> Document segment:

================

Re: Any idea what this does
by ysth (Canon) on May 29, 2007 at 02:39 UTC
    Complains if the first or second element in the array referred to by the arrayref in $memoryfile contains one or more non-printable characters.

    But it really should have $ instead of @ there. I'm surprised it doesn't warn.

Re: Any idea what this does
by swampyankee (Parson) on May 29, 2007 at 10:35 UTC

    Is this a quiz?

    The regex, itself, is an example of an IEEE Std 1003.1, also known as POSIX character class syntax; see perlre, which states [:print:] is "Any alphanumeric or punctuation (special) character or the space character." The [^] syntax is normal regex syntax, so in this case, the regex will return true if any character which is not in the list of what [:print:] considers "printable" is found either array element.

    The @{...}...appears to be an (possibly incorrectly written) dereferencing; I don't think it's relevant to the question.

    emc

    Any New York City or Connecticut area jobs? I'm currently unemployed.

    There are some enterprises in which a careful disorderliness is the true method.

    —Herman Melville
      The @{...}...appears to be an (possibly incorrectly written) dereferencing; I don't think it's relevant to the question.
      Since the anonymous OP didn't say, it's not possible to know which part wasn't understood. It's quite possible the OP threw up his/her hands in bewilderment at the whole thing, without even trying to break it down into pieces.

      The @{} is correct (in that it does what was presumably intended), just poorly written. It is a one-element slice in scalar context, where a simple array element would have done.

Re: Any idea what this does
by jesuashok (Curate) on May 29, 2007 at 01:42 UTC
    If the first character of @{$memoryfile}[0] or (||) @{$memoryfile}[1] is not a printable character then log a error message and returns -1 value.

      Close... The caret character (^) is a negation operator inside a character class here. Outside the character class, it would indeed be an anchor to the start of the string.

      No. If *any* character.

      And what's with "(||)"?

        He's explaining that "||" means "or".
      Also I feel LogMess must be some subroutine somewhere in the code, which accepts two arguments.

================

Pointing dataset excerpts:
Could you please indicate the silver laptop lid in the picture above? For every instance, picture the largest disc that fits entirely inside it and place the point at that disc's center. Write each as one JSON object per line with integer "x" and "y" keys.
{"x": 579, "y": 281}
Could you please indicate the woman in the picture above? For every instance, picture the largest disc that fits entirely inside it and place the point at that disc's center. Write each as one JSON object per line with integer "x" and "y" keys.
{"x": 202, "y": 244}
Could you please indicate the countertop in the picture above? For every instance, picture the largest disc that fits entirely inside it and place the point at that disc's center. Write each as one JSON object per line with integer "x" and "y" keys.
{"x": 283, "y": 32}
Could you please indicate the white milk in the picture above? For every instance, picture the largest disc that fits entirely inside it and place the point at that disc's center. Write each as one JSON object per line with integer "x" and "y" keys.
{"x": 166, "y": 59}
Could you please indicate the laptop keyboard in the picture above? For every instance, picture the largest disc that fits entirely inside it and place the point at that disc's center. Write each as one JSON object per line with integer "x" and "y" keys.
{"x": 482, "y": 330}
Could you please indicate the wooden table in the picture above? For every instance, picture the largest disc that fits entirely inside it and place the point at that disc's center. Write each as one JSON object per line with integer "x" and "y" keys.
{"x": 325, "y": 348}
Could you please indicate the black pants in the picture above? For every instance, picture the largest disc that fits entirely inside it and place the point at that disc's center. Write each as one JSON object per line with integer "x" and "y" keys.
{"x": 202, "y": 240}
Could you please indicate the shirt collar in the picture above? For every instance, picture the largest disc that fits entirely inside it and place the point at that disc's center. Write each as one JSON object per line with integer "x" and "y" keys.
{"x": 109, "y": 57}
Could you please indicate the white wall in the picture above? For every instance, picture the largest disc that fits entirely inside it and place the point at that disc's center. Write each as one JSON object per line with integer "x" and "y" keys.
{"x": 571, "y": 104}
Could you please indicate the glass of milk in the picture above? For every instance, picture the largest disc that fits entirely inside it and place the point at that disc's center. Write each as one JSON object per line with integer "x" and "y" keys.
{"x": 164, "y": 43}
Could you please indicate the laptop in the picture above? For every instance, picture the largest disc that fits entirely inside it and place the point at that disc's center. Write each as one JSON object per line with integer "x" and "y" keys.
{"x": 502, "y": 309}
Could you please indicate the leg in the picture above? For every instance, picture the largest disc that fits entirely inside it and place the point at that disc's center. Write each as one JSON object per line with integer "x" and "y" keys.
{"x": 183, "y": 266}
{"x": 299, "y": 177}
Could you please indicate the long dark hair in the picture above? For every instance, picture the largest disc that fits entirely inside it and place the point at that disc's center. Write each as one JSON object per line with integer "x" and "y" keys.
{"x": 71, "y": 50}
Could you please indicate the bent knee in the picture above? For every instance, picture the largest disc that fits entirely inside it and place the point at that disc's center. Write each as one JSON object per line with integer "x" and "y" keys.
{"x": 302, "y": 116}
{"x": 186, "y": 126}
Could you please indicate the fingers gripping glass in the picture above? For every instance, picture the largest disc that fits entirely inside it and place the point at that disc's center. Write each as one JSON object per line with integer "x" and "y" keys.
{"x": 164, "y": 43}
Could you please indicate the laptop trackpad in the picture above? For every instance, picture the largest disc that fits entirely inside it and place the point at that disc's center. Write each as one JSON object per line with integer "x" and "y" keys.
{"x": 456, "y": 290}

================

> Aim:
Please check each statement against the forum thread above, answering yes or no and quoting the words from the thread that decide it.
1. ysth says the code should use $ in place of @.
2. The perlre description of [:print:] leaves out the space character.
3. Inside a character class, the caret is described as an anchor to the start of the string.

> Exercise result:
1. Yes: "But it really should have $ instead of @ there."
2. No: "Any alphanumeric or punctuation (special) character or the space character."
3. No: "The caret character (^) is a negation operator inside a character class here."